### Required work
**A)** In the article on mining industry trends for 2014, which year of publication is the report it describes now in?
**B)** Print the article on mining industry trends for 2014 from "Mining companies operating" up to and including "decreased productivity levels.".
**C)** Give what follows the final sentence of the article on mining industry trends for 2014.

### Text block
"""

Trade Resources Industry Views Mining Companies Will Continue to Face Challenging Market Conditions in 2014

Mining Companies Will Continue to Face Challenging Market Conditions in 2014

Mining companies operating in Australia and globally will continue to face challenging market conditions in 2014, including rising costs, low commodity prices, supply/demand imbalances, and decreased productivity levels.

According to Deloitte'sTracking the Trends 2014report, miners that embrace innovation can lay the foundations for long-term business growth and be best positioned for future success.

Now in its sixth year, the report examines the top ten issues affecting mining companies around the world, highlighting key industry indicators and providing a range of solutions companies can adopt to manage the impacts of shifting industry dynamics.

The 10 trends identified in the global report are:

1. The cost of contraction: mining productivity hits new lows

2. Matching supply to demand: market imbalances wreak commodity price havoc

3. The remaking of mining: exploring the innovation imperative

4. Finding funding: debt up, deals down, and juniors fight for survival

5. The project pipeline stutters: record impairments call capital allocation practices into question

6. Power to the people: local community demands ramp up

7. Resource nationalism spreads: government relations marked by rising hostility

8. Crackdown on corruption: a zero tolerance regulatory environment complicates compliance

9. Changing the safety equation: from zero harm to zero fatalities

10. A dearth of skills: the talent gap slinks into executive suites

Deloitte Australia National Mining Leaders Nicki Ivory (West Coast) and Reuben Saayman (East Coast) said Australian miners needed to address three areas in particular – sustainable cost practices and productivity, innovation (across existing operations and exploration) and capital management.

Nicki Ivory said: "The high cost of doing business again tops the trend list – for the third year straight."

"""

### Dataset extract

"""

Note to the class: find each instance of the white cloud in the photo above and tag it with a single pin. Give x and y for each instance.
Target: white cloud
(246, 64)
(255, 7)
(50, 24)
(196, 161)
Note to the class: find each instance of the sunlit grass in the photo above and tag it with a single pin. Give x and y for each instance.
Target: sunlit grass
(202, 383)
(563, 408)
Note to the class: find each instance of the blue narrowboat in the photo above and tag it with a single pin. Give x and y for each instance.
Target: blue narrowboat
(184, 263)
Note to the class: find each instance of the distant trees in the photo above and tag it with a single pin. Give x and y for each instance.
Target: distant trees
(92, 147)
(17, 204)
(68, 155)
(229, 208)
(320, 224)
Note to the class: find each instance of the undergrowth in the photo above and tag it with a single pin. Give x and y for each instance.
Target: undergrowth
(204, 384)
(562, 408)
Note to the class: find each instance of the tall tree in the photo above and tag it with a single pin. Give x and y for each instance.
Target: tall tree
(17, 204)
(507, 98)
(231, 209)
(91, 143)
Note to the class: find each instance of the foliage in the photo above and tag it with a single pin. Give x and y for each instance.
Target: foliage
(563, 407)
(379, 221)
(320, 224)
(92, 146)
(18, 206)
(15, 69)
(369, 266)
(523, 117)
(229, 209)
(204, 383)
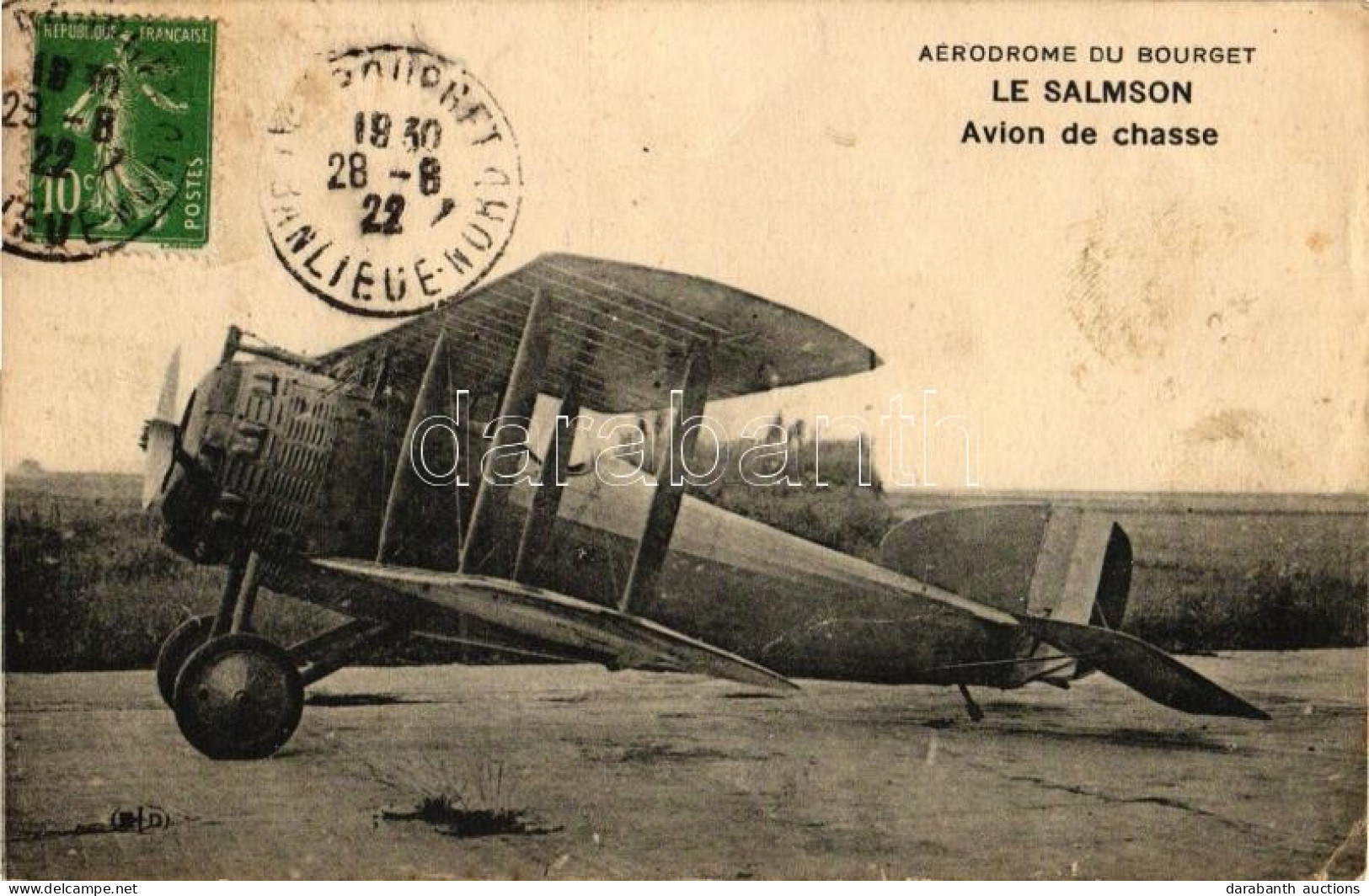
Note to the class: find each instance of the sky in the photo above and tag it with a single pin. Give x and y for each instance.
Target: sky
(1101, 317)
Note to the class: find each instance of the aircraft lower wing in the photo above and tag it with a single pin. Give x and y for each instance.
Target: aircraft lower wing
(622, 641)
(1142, 666)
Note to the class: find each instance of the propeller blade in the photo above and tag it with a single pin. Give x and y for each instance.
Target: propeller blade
(168, 408)
(159, 434)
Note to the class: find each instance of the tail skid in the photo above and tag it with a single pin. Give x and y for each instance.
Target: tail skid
(1142, 668)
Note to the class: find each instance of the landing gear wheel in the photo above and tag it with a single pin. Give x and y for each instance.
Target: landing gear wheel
(179, 646)
(238, 696)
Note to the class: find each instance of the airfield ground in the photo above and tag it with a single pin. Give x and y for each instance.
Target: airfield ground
(634, 775)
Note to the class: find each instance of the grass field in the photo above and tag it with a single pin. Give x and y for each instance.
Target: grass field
(87, 586)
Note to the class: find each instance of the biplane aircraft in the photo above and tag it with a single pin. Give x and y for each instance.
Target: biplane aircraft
(296, 473)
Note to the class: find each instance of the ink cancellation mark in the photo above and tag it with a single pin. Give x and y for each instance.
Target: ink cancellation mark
(390, 182)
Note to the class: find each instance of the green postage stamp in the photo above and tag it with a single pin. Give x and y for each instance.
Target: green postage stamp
(124, 131)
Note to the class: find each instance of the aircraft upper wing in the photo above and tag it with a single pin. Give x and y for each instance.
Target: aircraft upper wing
(622, 330)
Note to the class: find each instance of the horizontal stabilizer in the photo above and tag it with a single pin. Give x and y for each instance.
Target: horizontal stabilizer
(1142, 666)
(619, 639)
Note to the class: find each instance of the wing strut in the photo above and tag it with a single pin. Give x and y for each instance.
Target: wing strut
(547, 497)
(556, 464)
(485, 552)
(670, 484)
(426, 403)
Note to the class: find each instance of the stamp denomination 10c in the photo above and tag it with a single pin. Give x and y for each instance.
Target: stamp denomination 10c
(120, 137)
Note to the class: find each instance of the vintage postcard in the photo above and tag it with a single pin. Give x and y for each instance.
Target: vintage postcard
(685, 440)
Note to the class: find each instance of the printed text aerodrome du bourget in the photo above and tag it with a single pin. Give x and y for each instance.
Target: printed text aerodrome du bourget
(1158, 88)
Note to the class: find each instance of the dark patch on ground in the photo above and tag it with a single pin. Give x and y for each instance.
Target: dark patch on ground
(1187, 742)
(448, 817)
(80, 830)
(671, 753)
(359, 699)
(567, 698)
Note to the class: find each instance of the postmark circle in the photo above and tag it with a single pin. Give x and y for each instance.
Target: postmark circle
(390, 181)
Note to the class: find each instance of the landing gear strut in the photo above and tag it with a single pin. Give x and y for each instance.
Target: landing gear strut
(237, 696)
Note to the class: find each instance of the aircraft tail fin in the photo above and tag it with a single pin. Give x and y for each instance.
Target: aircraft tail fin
(1142, 668)
(1036, 560)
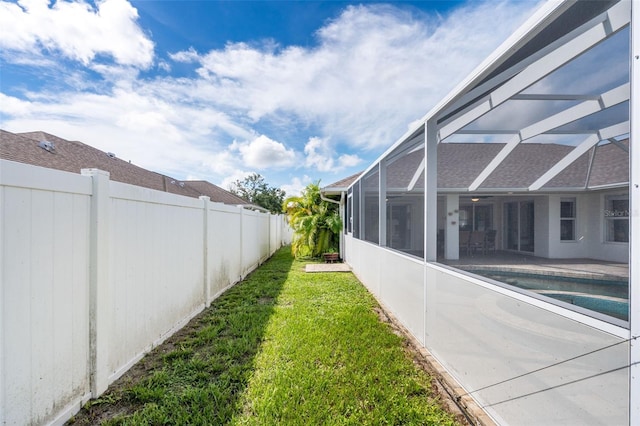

"""

### Task-by-task outputs
**A)** Its sixth year.

**B)**
Mining companies operating in Australia and globally will continue to face challenging market conditions in 2014, including rising costs, low commodity prices, supply/demand imbalances, and decreased productivity levels.

**C)**
"While the industry can't change global economic trends, miners can change the way they operate.

"But the thinking on costs needs to go well beyond the low hanging fruit toward developing innovative and sustainable cost management practices.

"Business innovation will help deliver those sustainable savings as long as miners build innovation into their DNA. And rather than waiting out the market swing, they need to evolve by adopting processes, technologies, and mindsets necessary to strengthen their long-term operations and deliver value to their shareholders."

Reuben Saayman said: "The report makes it clear that change and volatility are the 'new normal' for the sector. These global trends cannot be changed by miners and they need to be understood and these risks need to be mitigated through changes in the way miners do business."

"The short term measures such as costs cutting, retrenchments and supply chain pressure will not be enough to deal with the paradigm shift that is required for sustainable long term growth. Those that respond through business model changes will be in a position of strength to take advantage of the opportunities available in the market.

"These changes include more sophisticated portfolio and capital allocation techniques, alongside which a more aggressive approach to innovation will help turn the cost and productivity tide."